We have some exciting news to share! The Motley Fool UK has now become The Twelfth Magpie -- an independent, UK-owned company, led by our long-serving UK management team — Mark Rogers, Chris Nials and Heather Adlington. In practical terms, it’s the same team you know, now fully focused on serving our UK readers and members.

Just as importantly, our approach remains unchanged: long-term, jargon-free, and on your side. This site is our new home, and there will be extra tweaks made across the coming few days as we settle in. So if anything looks a little off, please bear with us!

The content of this article was relevant at the time of publishing. Circumstances change continuously and caution should therefore be exercised when relying upon any content contained within this article.

This FTSE 250 dividend growth stock isn’t the first share I’d buy despite today’s positive news

These FTSE 250 (INDEXFTSE: MCX) companies could offer strong dividend potential in the long term.

| More on:

You’re reading a free article with opinions that may differ from The Motley Fool’s Premium Investing Services. Become a Motley Fool member today to get instant access to our top analyst recommendations, in-depth research, investing resources, and more. Learn More.

With interest rates set to remain at relatively low levels over the coming years in a period of continued monetary policy tightening, buying dividend shares could be a shrewd move. Other assets may gradually become more appealing on an absolute basis, but they may fail to outperform shares when it comes to income returns.

Reporting on Thursday was a FTSE 250 dividend growth stock which seems to offer a strong income future. However, it may not be the most appealing dividend play in the mid-cap index at the present time.

....

- **WHAT YOU WILL DO**
**a.** Print the whole article on the FTSE 250 dividend growth stock, word for word.
**b.** In the entries below, turn the lines starting at the one containing "target: puppy head" and ending at the one containing "task: trace the outline of every instance of the puppy" into a JSON list of strings, one string per line, with blank lines left out. Include only those lines.
The entries that follow are unrelated to the article.

....

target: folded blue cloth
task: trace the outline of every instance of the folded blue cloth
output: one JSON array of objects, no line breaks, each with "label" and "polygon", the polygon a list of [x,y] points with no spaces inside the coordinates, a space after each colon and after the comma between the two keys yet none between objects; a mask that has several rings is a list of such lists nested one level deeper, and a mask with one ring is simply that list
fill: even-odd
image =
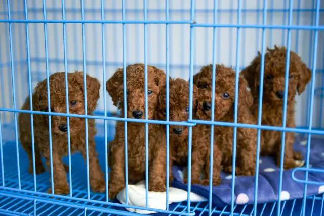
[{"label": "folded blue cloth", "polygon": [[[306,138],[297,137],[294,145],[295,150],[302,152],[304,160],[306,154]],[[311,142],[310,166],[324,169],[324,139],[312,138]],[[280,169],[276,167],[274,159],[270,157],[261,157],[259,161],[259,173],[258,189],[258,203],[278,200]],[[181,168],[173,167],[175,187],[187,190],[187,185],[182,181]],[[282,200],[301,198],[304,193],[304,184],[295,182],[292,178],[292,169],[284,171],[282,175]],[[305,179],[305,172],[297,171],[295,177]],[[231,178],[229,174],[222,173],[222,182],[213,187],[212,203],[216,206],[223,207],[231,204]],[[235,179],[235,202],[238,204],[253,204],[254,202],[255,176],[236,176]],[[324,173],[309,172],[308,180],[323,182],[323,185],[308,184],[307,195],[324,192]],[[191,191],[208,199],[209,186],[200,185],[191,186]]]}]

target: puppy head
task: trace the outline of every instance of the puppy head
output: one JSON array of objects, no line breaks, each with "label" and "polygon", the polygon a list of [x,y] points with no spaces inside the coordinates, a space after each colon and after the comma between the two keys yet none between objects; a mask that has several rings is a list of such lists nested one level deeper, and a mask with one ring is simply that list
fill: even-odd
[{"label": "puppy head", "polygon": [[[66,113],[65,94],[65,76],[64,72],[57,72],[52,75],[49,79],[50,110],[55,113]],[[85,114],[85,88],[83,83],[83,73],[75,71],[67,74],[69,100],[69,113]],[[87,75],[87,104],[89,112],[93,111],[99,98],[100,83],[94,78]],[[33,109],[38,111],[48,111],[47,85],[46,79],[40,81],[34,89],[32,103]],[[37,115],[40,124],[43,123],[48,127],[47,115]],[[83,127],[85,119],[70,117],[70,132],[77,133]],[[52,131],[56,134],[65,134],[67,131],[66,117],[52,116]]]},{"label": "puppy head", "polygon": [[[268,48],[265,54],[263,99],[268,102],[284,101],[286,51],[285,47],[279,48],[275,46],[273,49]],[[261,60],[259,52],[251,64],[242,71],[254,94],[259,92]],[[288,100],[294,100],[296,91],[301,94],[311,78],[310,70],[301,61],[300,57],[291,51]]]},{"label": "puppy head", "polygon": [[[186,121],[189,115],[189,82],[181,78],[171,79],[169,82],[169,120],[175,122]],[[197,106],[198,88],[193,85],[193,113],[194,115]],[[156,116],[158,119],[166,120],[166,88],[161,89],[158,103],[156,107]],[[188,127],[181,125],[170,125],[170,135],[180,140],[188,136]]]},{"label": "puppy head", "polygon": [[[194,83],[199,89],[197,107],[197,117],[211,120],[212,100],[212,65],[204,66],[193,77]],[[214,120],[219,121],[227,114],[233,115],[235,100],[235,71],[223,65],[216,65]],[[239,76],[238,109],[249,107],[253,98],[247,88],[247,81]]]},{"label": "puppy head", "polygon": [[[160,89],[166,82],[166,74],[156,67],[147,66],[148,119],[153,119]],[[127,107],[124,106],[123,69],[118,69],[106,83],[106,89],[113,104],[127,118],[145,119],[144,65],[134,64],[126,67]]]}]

....

- **TASK SOLUTIONS**
**a.**
We have some exciting news to share! The Motley Fool UK has now become The Twelfth Magpie -- an independent, UK-owned company, led by our long-serving UK management team — Mark Rogers, Chris Nials and Heather Adlington. In practical terms, it’s the same team you know, now fully focused on serving our UK readers and members.

Just as importantly, our approach remains unchanged: long-term, jargon-free, and on your side. This site is our new home, and there will be extra tweaks made across the coming few days as we settle in. So if anything looks a little off, please bear with us!

The content of this article was relevant at the time of publishing. Circumstances change continuously and caution should therefore be exercised when relying upon any content contained within this article.

This FTSE 250 dividend growth stock isn’t the first share I’d buy despite today’s positive news

These FTSE 250 (INDEXFTSE: MCX) companies could offer strong dividend potential in the long term.

| More on:

You’re reading a free article with opinions that may differ from The Motley Fool’s Premium Investing Services. Become a Motley Fool member today to get instant access to our top analyst recommendations, in-depth research, investing resources, and more. Learn More.

With interest rates set to remain at relatively low levels over the coming years in a period of continued monetary policy tightening, buying dividend shares could be a shrewd move. Other assets may gradually become more appealing on an absolute basis, but they may fail to outperform shares when it comes to income returns.

Reporting on Thursday was a FTSE 250 dividend growth stock which seems to offer a strong income future. However, it may not be the most appealing dividend play in the mid-cap index at the present time.

**b.**
[
  "target: puppy head",
  "task: trace the outline of every instance of the puppy head"
]